Data for this task:

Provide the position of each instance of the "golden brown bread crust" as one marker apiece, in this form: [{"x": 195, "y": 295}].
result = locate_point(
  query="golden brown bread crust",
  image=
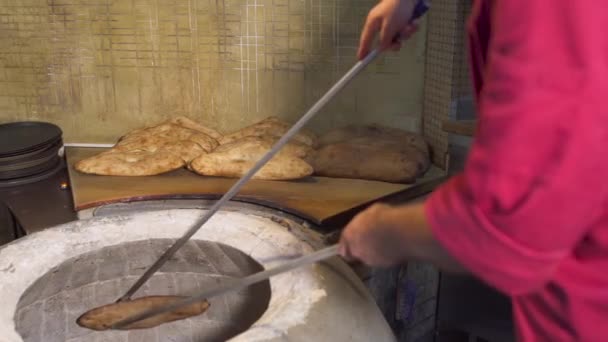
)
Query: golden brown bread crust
[
  {"x": 104, "y": 317},
  {"x": 191, "y": 124},
  {"x": 294, "y": 149},
  {"x": 371, "y": 152},
  {"x": 236, "y": 159},
  {"x": 131, "y": 163},
  {"x": 270, "y": 127},
  {"x": 165, "y": 133}
]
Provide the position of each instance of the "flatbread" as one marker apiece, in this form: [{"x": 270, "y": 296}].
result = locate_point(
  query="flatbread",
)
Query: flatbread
[
  {"x": 361, "y": 161},
  {"x": 269, "y": 127},
  {"x": 234, "y": 162},
  {"x": 104, "y": 317},
  {"x": 293, "y": 149},
  {"x": 371, "y": 152},
  {"x": 163, "y": 133},
  {"x": 374, "y": 132},
  {"x": 191, "y": 124},
  {"x": 131, "y": 163},
  {"x": 185, "y": 149}
]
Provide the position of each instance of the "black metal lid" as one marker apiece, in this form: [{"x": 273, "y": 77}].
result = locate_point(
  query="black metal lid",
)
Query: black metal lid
[{"x": 21, "y": 137}]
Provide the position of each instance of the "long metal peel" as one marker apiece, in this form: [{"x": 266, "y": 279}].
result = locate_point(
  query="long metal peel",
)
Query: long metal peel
[
  {"x": 331, "y": 93},
  {"x": 234, "y": 285}
]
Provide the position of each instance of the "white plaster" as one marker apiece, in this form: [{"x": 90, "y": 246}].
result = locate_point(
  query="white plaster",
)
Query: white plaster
[{"x": 23, "y": 262}]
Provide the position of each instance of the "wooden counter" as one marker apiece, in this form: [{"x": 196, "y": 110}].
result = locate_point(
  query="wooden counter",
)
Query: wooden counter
[{"x": 318, "y": 199}]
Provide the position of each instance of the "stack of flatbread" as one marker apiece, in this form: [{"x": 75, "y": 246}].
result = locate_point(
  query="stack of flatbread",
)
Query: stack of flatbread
[
  {"x": 182, "y": 142},
  {"x": 238, "y": 152},
  {"x": 371, "y": 152},
  {"x": 362, "y": 152},
  {"x": 153, "y": 150}
]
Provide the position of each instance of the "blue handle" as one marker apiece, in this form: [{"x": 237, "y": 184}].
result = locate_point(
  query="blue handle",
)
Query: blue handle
[{"x": 422, "y": 6}]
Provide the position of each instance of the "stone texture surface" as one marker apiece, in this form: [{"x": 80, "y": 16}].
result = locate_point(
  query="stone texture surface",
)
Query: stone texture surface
[{"x": 49, "y": 308}]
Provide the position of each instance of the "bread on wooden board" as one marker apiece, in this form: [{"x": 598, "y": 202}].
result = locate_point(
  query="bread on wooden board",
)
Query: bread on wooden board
[
  {"x": 270, "y": 127},
  {"x": 189, "y": 123},
  {"x": 292, "y": 148},
  {"x": 371, "y": 152},
  {"x": 131, "y": 163},
  {"x": 373, "y": 131},
  {"x": 165, "y": 133},
  {"x": 236, "y": 161}
]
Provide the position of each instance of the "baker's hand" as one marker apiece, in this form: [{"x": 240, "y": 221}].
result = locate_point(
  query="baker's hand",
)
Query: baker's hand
[
  {"x": 373, "y": 238},
  {"x": 392, "y": 19}
]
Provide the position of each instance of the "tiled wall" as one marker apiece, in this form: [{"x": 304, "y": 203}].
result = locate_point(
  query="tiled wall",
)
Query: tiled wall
[{"x": 100, "y": 67}]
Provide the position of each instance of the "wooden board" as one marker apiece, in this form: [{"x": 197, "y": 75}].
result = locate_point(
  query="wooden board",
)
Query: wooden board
[{"x": 315, "y": 198}]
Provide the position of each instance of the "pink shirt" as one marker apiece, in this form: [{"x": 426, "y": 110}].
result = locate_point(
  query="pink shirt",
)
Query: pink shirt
[{"x": 529, "y": 214}]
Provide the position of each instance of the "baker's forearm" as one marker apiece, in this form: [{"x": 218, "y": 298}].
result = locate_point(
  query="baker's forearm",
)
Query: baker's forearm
[{"x": 417, "y": 239}]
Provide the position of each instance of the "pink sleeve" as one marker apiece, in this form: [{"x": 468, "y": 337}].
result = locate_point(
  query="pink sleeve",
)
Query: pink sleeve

Exercise objective:
Copy out each line from the preceding entries that mentions the word "sleeve".

Response to the task:
Provide the position of each instance of the "pink sleeve" as one marker apiece, in this form: [{"x": 468, "y": 337}].
  query="pink sleeve",
Query: pink sleeve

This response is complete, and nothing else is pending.